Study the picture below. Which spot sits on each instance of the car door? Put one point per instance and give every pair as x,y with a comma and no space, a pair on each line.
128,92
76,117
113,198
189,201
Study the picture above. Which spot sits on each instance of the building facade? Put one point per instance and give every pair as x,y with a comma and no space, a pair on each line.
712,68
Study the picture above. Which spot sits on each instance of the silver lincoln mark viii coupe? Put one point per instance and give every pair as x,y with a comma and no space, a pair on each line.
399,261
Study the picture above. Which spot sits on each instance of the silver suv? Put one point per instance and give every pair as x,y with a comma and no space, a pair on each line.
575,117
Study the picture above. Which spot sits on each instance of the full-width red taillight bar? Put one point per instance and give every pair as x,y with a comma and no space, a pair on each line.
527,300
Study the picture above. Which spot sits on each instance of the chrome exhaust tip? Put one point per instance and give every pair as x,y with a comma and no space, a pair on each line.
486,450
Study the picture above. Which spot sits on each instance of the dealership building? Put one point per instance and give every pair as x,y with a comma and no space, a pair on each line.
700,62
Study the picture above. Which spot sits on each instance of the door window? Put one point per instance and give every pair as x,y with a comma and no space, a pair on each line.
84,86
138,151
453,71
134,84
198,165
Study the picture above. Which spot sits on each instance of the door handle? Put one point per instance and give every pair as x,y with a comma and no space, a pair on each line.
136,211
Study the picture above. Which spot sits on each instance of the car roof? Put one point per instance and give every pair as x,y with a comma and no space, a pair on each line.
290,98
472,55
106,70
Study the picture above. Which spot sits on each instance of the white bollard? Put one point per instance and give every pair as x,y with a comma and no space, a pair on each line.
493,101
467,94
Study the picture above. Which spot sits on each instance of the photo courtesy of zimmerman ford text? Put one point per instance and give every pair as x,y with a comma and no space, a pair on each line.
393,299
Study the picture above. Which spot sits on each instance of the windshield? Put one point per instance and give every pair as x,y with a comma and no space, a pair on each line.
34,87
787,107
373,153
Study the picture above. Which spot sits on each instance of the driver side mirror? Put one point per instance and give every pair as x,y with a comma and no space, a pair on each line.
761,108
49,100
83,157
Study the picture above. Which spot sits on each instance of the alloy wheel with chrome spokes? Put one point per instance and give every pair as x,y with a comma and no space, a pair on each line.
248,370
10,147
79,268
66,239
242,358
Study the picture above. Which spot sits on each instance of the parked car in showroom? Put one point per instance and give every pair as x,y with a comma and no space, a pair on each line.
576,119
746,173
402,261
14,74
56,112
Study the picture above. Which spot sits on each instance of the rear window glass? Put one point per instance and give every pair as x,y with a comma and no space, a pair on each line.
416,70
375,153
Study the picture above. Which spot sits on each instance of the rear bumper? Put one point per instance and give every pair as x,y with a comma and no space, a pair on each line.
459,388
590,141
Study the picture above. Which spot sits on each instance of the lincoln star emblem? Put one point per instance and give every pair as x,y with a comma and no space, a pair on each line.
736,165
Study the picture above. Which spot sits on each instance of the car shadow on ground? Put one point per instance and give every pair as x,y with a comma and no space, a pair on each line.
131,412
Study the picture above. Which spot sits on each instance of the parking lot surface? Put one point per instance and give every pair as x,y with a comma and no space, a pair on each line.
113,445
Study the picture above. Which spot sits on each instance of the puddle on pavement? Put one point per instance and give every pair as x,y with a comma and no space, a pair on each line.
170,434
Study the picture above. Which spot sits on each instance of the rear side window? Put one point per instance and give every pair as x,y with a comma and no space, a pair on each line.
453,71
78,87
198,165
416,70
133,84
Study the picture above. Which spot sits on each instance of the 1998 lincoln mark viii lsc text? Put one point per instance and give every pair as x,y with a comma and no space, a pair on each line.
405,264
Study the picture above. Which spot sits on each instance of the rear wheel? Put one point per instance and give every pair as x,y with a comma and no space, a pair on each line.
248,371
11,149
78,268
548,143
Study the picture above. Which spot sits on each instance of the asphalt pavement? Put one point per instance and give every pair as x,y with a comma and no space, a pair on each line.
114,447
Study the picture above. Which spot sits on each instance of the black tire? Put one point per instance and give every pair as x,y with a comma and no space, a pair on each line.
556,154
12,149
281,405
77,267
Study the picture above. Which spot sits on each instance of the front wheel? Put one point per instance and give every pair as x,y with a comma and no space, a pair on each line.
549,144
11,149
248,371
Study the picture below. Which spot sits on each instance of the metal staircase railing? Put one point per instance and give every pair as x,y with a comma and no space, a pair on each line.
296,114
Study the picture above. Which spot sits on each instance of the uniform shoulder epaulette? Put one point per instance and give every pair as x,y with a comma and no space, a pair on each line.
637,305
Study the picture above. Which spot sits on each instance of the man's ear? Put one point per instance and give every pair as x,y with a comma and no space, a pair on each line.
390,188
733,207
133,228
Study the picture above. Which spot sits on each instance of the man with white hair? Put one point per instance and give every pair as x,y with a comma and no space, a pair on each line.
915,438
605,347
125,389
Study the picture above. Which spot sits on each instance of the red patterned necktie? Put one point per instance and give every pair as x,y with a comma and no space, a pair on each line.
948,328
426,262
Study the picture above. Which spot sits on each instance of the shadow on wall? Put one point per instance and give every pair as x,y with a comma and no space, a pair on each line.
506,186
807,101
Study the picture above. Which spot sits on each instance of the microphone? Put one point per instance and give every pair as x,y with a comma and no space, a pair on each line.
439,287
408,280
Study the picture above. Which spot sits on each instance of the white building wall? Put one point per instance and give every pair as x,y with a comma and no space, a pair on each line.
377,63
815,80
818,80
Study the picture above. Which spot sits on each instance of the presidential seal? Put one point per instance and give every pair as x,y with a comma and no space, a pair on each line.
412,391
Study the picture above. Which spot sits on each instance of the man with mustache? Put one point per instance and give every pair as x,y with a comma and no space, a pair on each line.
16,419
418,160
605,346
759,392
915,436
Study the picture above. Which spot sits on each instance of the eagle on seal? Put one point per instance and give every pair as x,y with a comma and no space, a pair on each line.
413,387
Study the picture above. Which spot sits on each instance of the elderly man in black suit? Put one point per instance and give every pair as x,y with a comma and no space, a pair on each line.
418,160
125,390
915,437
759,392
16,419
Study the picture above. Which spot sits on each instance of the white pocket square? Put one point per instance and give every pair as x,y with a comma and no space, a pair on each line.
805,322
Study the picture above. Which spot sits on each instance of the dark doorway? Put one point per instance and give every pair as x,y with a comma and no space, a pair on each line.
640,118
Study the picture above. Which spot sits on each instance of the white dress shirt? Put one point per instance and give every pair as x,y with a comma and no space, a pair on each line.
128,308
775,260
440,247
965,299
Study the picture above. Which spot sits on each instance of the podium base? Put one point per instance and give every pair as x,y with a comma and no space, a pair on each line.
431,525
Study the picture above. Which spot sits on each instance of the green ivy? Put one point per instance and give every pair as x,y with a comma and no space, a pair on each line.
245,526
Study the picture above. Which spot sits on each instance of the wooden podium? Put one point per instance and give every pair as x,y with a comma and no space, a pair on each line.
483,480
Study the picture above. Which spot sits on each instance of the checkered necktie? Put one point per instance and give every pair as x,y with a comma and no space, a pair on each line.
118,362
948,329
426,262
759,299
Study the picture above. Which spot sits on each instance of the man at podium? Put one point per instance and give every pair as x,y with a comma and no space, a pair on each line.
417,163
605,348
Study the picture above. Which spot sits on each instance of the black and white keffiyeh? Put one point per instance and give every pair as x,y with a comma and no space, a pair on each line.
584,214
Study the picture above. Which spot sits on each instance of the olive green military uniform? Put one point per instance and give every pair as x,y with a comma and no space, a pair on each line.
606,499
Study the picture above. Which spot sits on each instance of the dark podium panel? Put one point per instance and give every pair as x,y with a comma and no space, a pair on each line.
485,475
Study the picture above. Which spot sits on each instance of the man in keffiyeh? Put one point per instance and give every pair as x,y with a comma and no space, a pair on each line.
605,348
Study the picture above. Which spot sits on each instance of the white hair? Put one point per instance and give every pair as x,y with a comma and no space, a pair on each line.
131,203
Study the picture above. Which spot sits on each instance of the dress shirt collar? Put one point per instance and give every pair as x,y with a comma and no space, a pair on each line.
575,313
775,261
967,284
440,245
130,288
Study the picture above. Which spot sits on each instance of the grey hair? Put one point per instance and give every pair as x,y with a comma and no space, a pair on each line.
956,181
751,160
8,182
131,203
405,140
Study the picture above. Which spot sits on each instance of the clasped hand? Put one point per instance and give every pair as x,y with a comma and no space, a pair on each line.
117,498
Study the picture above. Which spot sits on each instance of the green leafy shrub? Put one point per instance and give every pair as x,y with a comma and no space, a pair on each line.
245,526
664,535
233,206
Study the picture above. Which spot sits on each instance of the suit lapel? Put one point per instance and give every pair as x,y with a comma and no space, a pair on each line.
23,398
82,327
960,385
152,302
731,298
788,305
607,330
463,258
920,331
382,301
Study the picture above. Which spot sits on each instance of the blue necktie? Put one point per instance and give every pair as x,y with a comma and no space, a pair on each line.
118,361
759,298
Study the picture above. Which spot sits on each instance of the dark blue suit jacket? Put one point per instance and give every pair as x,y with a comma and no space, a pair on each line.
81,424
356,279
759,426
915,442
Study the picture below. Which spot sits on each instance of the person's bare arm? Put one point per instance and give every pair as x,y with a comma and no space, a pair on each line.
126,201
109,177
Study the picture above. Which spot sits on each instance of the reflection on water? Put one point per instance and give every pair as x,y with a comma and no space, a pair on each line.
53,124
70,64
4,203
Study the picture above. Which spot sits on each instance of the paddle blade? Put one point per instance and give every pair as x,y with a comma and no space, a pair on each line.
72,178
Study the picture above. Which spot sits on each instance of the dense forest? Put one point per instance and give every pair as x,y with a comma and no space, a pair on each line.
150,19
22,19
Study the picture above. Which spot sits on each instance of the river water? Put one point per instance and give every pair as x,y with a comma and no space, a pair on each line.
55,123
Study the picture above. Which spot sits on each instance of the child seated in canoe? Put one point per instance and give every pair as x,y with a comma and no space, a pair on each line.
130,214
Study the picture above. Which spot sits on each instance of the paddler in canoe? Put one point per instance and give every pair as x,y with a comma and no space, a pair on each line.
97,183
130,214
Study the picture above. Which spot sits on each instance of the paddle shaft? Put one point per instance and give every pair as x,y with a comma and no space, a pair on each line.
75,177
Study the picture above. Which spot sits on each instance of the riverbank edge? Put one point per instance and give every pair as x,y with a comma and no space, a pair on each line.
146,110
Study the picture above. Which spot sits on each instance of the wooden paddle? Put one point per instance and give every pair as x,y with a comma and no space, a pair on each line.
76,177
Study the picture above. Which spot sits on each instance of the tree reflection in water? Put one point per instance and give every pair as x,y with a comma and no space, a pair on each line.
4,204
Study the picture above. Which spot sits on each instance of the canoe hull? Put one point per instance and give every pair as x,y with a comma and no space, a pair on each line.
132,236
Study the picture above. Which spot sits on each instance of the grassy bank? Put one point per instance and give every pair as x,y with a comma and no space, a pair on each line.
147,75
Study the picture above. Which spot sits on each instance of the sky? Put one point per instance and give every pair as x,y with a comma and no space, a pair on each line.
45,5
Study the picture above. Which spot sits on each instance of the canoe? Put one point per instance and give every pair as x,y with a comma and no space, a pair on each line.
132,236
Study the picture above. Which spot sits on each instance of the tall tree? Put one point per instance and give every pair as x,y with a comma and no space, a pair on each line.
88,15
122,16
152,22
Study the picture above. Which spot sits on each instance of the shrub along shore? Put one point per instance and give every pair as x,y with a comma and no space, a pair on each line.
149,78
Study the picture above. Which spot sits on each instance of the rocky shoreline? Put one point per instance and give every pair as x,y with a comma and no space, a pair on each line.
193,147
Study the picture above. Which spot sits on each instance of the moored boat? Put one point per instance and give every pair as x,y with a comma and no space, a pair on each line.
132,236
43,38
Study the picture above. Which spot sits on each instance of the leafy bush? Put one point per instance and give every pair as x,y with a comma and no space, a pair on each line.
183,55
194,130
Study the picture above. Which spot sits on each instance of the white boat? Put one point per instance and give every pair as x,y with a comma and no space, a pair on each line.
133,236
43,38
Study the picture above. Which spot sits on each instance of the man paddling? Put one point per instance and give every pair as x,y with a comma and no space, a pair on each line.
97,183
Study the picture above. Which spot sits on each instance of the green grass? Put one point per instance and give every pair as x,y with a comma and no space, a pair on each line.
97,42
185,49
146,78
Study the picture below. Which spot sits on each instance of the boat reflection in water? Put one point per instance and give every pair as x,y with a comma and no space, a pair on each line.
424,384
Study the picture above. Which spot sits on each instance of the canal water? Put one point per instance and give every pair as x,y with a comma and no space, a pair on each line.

—————

▶ [Goal of the exercise]
Copy out the lines starting at the one containing "the white boat?" and ending with the last line of the entries. Include nothing else.

▶ [Solution for this problem]
Study the picture above. Which spot sits on each instance of the white boat? Put one point per instance and give every pair as x,y with a comma and no space, a pair on each line.
133,236
43,38
Study the picture above. Which spot sits on each instance of the man paddling? Put one point per instance and give every pair as x,y with a comma and no space, a pair on each line.
97,183
Study the picture above. Which spot sits on each instance of the green grass? Put one point per instance and give every pair as x,y with a comma and no space, a pair on each line.
97,42
185,49
146,78
Study the picture below. Which spot sits on each instance of the boat reflection in water? Put one point per instance and give every pair as x,y with a comma and no space, a pair on each line.
424,384
Study the picture above. Which spot sits on each instance of the canal water? Put one point per instance and give every pair as x,y with a comma and no space, a pair on each line.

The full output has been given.